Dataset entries
#####

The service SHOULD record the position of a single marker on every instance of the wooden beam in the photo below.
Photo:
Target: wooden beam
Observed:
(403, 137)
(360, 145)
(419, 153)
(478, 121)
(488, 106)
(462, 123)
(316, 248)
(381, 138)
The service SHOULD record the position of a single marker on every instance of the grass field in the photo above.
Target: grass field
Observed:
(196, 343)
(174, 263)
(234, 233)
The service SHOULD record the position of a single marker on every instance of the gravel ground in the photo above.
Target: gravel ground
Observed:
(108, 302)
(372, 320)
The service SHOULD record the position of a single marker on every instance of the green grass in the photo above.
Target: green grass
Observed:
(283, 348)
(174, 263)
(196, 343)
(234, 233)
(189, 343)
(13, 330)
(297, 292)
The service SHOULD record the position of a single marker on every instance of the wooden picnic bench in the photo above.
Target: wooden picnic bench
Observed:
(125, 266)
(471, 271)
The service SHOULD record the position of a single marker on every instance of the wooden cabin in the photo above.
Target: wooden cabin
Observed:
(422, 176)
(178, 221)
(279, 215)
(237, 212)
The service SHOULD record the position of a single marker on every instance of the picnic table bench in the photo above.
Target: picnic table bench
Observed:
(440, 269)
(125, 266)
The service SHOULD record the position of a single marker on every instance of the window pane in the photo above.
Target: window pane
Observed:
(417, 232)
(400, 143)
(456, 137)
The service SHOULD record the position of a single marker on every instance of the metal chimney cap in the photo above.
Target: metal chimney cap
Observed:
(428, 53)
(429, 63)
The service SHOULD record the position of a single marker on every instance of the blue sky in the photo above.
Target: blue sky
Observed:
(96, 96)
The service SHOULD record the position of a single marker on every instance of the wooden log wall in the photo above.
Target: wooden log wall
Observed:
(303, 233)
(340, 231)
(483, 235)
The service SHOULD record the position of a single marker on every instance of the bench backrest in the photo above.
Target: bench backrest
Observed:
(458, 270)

#####

* [PROBLEM REQUIREMENTS]:
Starting at the first line of the data above, please restate word for word every line up to and including the one that holds "ground in the photo above.", and add nothing else.

* [OUTPUT FOR THIS TASK]:
The service SHOULD record the position of a single marker on every instance of the wooden beam in the photo below.
Photo:
Target: wooden beam
Observed:
(403, 137)
(360, 145)
(419, 153)
(478, 121)
(488, 106)
(462, 123)
(316, 248)
(381, 138)
The service SHOULD record the position of a single marker on every instance of the grass field in the photo above.
Target: grass field
Observed:
(196, 343)
(174, 263)
(234, 233)
The service SHOULD record the position of a single marker on every instance of the gravel ground in the photo above.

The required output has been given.